Resolution: needsinfo
Status: closedreopened

I haven't tested the issue in 1.2 as it would require too much backporting from 1.3 but I noticed the same issue today.

Say you have a model Foo with an FK to user and well as a first_name and last_name. You also provide the User model with a ModelAdmin that has search_fields = ['foo__first_name', 'foo__last_name'].

There is one user Ryan and two Foo objects that have foreign keys to that User. One has first_name = 'Ryan' and last_name = 'Smith' and the other has first_name = 'Ryan' and last_name = 'Jones'.

Then search for 'Ryan Smith' (i.e. /admin/auth/user/?q=ryan+smith) and the same Ryan User object is listed twice. In other words, distinct() is never called. I hope this makes sense.

I think this is related to #13902 so the facilities are there. The check on http://code.djangoproject.com/browser/django/trunk/django/contrib/admin/views/main.py#L267 would need to be changed.

comment:3 by Ryan Kaskel, 14 years ago

Cc: Ryan Kaskel added

comment:4 by Luke Plant, 14 years ago

Note that using distinct is not always simple - #15559, #11707

comment:5 by Ryan Kaskel, 14 years ago

Yes, by the looks of those tickets it doesn't always seem simple.

I checked with 1.2.5 and the original ticket reporter is right in the behavior changed from 1.2.5 to 1.3 (I think with the patch for #13902).

Just to clarify the behavior: I created a little app called alias with model like:

models.py:

class Alias(models.Model):
    user = models.ForeignKey(User)
    first_name = models.CharField(max_length=36)
    last_name = models.CharField(max_length=36)
|---|
GOALS:
- 1) Answer these from the ticket thread, one line each:
(a) What is search_fields set to on the ModelAdmin for the User model?
(b) Which two ticket numbers does Luke Plant give as showing that distinct is not always simple?
(c) What max_length do the first_name and last_name fields in the Alias model have?
- 2) Copy out everything in the ticket thread from "I haven't tested" down to "to be changed.".

EXTRACTED DATA:
|---|
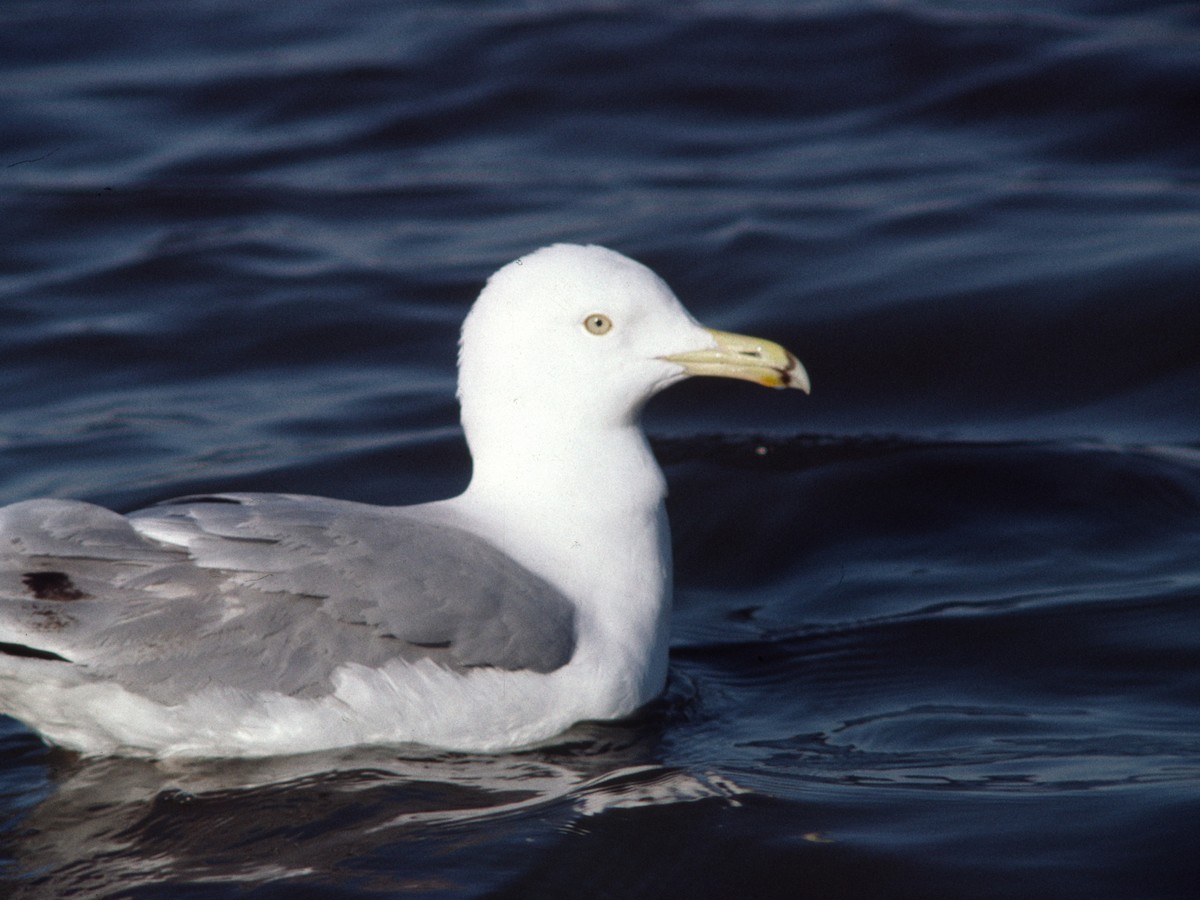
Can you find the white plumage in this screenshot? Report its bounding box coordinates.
[0,245,808,756]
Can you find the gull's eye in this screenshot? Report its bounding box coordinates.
[583,312,612,335]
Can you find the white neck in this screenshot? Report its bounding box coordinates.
[452,424,671,704]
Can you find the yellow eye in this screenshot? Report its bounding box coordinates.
[583,312,612,335]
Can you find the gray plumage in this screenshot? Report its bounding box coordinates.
[0,494,575,703]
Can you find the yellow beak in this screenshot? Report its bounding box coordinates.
[662,328,811,394]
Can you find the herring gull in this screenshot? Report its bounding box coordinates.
[0,245,809,756]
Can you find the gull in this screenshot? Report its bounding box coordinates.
[0,244,809,757]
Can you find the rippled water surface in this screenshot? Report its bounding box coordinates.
[0,0,1200,900]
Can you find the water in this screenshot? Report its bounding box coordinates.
[0,0,1200,900]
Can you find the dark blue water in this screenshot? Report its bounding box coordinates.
[0,0,1200,900]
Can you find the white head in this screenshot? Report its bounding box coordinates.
[458,244,808,501]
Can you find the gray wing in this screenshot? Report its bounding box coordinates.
[0,494,575,702]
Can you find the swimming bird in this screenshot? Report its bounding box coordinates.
[0,245,809,757]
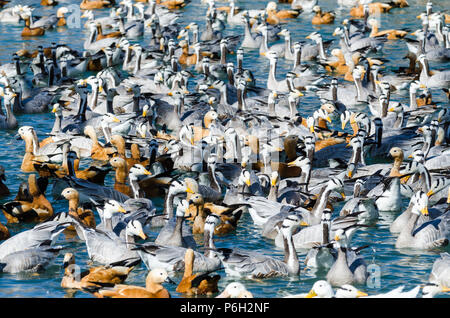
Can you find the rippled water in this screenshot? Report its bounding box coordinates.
[0,0,449,297]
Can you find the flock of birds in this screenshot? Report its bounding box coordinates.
[0,0,450,298]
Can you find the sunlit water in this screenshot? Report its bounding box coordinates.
[0,0,449,297]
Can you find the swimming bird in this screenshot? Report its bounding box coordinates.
[88,268,175,298]
[176,249,220,295]
[61,253,133,289]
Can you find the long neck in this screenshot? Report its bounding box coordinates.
[289,100,297,120]
[322,222,330,244]
[397,213,419,241]
[90,85,98,109]
[69,197,79,213]
[283,232,300,275]
[51,113,61,134]
[267,185,278,202]
[203,230,216,257]
[170,216,184,246]
[294,50,302,69]
[318,38,327,60]
[354,78,363,101]
[330,85,337,101]
[268,60,277,83]
[208,165,222,192]
[220,45,227,65]
[78,93,87,122]
[128,175,141,199]
[390,154,403,176]
[5,101,16,127]
[237,88,247,111]
[220,85,230,105]
[116,164,128,184]
[163,189,175,220]
[261,32,269,52]
[409,90,417,110]
[125,231,135,248]
[284,35,294,58]
[103,212,113,232]
[133,53,142,74]
[122,46,131,69]
[311,186,331,218]
[192,29,198,44]
[133,95,140,113]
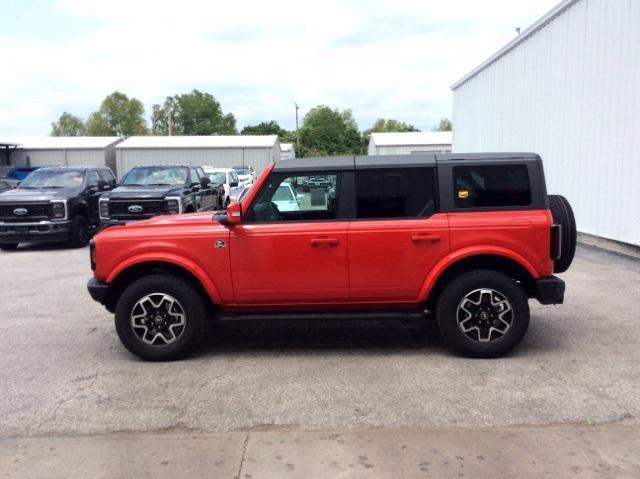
|---|
RESPONSES TO THE TASKS:
- 1)
(a) ['foo__first_name', 'foo__last_name']
(b) #15559 and #11707
(c) 36

- 2)
I haven't tested the issue in 1.2 as it would require too much backporting from 1.3 but I noticed the same issue today.

Say you have a model Foo with an FK to user and well as a first_name and last_name. You also provide the User model with a ModelAdmin that has search_fields = ['foo__first_name', 'foo__last_name'].

There is one user Ryan and two Foo objects that have foreign keys to that User. One has first_name = 'Ryan' and last_name = 'Smith' and the other has first_name = 'Ryan' and last_name = 'Jones'.

Then search for 'Ryan Smith' (i.e. /admin/auth/user/?q=ryan+smith) and the same Ryan User object is listed twice. In other words, distinct() is never called. I hope this makes sense.

I think this is related to #13902 so the facilities are there. The check on http://code.djangoproject.com/browser/django/trunk/django/contrib/admin/views/main.py#L267 would need to be changed.